* _PASSAGE TO READ_:
+-------+
Abraham Shalom Friedberg was born at Grodno on 6 November 1838. At the age of thirteen he was orphaned and apprenticed to a watchmaker; three years later he went to Brest-Litovsk, and afterward to the southern Russian Empire, spending two years in Kishinev.

On returning to Grodno in 1858 Friedberg acquired a knowledge of German and Russian, and became a teacher of Hebrew in wealthy families. His first Hebrew work Emek ha-Arazim, a historical novel inspired by Grace Aguilar's Vale of Cedars, was published in Warsaw in 1875, which enjoyed great popularity. Later he engaged in business, but was financially ruined in 1881–82. He then devoted himself exclusively to literary work.

Friedberg was an early member of the proto-Zionist Ḥibbat Zion movement, which he joined after the pogroms of 1881, and began to campaign for Jewish settlement in the Land of Israel in the pages of Ha-Melitz. In 1883 he moved to Saint Petersburg and became the newspaper's associate editor. In 1886 he accepted a similar position on Ha-Tzfirah and settled in Warsaw, and in 1888 became editor of Ha-Eshkol, a Hebrew encyclopaedia, of which only a few instalments appeared. In the same year he became government censor of Hebrew and Yiddish books in Warsaw, which position he retained until 1891.

Friedberg's daughter Beyle, known by the pen name Isabella Grinevskaya, was a successful novelist, poet, and dramatist.

==Work==
Friedberg's Rab le-Hoshia (Warsaw, 1886), which was first published in Ha-Tzfirah, is a translation of Asher Sammter's Rabbi von Liegnitz. In the year-book Keneset Yisrael for 1886 appeared his "Ir u-Behalot," a translation of Lev Levanda's humorous story "Gnev i milost magnata"; and in the Ha-Asif of the same year his translations of short stories by Alphonse Daudet and Ivan Turgenev.

Friedberg is perhaps best known for his historical works. His Korot ha-Yehudim bi-Sefarad (Warsaw, 1893) is a history of the Jews in Spain. Zikronot le-bet David (Warsaw, 1893–97), a history of the Jewish people, was published in four parts between 1893 and 1897, the first two adapted from Hermann Reckendorf's Geheimnisse der Juden. The work was frequently republished and was translated into Arabic and Persian.

Sefer ha-Torah veha-Ḥayyim, a three-volume translation of Moritz Güdemann's Geschichte des Erziehungswesen, with notes, additions, and a preface, was published in Warsaw between 1896 and 1899. He also wrote a collection of memoirs, besides numerous articles, feuilletons, and translations.
+-------+
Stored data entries
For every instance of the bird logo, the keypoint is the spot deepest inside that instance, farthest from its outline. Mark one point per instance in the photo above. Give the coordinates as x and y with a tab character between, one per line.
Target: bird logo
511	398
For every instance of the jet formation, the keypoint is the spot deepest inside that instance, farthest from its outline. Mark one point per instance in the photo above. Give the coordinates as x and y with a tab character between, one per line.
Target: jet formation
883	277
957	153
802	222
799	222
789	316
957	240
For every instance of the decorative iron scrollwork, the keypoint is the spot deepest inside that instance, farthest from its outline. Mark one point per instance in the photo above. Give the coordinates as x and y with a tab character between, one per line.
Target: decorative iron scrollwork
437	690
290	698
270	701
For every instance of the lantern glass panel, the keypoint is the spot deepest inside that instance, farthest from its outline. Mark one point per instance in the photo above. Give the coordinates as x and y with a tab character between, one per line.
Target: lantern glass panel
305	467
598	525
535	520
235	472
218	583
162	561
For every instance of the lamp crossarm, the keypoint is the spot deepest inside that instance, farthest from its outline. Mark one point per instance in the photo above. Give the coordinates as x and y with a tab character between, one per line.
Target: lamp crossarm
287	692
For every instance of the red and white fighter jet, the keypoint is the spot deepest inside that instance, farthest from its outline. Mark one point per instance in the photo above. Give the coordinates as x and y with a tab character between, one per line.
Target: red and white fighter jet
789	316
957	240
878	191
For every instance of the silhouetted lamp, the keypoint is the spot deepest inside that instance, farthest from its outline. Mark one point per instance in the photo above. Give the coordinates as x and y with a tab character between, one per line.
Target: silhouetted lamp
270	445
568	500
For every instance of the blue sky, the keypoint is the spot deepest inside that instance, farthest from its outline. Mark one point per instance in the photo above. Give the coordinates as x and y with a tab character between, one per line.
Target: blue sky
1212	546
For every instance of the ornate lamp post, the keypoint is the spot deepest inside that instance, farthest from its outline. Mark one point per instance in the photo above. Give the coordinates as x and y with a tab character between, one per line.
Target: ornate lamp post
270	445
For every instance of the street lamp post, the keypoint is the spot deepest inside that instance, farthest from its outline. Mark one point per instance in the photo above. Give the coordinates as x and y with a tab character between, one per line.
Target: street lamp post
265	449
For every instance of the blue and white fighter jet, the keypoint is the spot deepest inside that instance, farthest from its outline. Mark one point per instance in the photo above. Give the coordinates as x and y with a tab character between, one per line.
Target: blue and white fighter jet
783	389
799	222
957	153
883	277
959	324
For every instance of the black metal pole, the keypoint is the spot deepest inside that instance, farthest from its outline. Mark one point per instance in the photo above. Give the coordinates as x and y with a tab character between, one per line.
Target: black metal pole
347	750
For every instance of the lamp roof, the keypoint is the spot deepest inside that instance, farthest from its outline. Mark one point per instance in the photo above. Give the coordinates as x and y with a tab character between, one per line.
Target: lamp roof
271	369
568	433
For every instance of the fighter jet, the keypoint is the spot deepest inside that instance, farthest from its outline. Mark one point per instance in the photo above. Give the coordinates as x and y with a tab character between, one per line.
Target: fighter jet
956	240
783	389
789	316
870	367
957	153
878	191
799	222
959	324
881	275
+-------+
* _EXERCISES TO COMPLETE_:
1 – According to the Friedberg biography, into which languages was Zikronot le-bet David translated?
2 – Reproduce the part of the Friedberg biography between "Friedberg was an" and "poet, and dramatist.", inclusive.

* _ACTIVITY ANSWERS_:
1 – Arabic and Persian.

2 –
Friedberg was an early member of the proto-Zionist Ḥibbat Zion movement, which he joined after the pogroms of 1881, and began to campaign for Jewish settlement in the Land of Israel in the pages of Ha-Melitz. In 1883 he moved to Saint Petersburg and became the newspaper's associate editor. In 1886 he accepted a similar position on Ha-Tzfirah and settled in Warsaw, and in 1888 became editor of Ha-Eshkol, a Hebrew encyclopaedia, of which only a few instalments appeared. In the same year he became government censor of Hebrew and Yiddish books in Warsaw, which position he retained until 1891.

Friedberg's daughter Beyle, known by the pen name Isabella Grinevskaya, was a successful novelist, poet, and dramatist.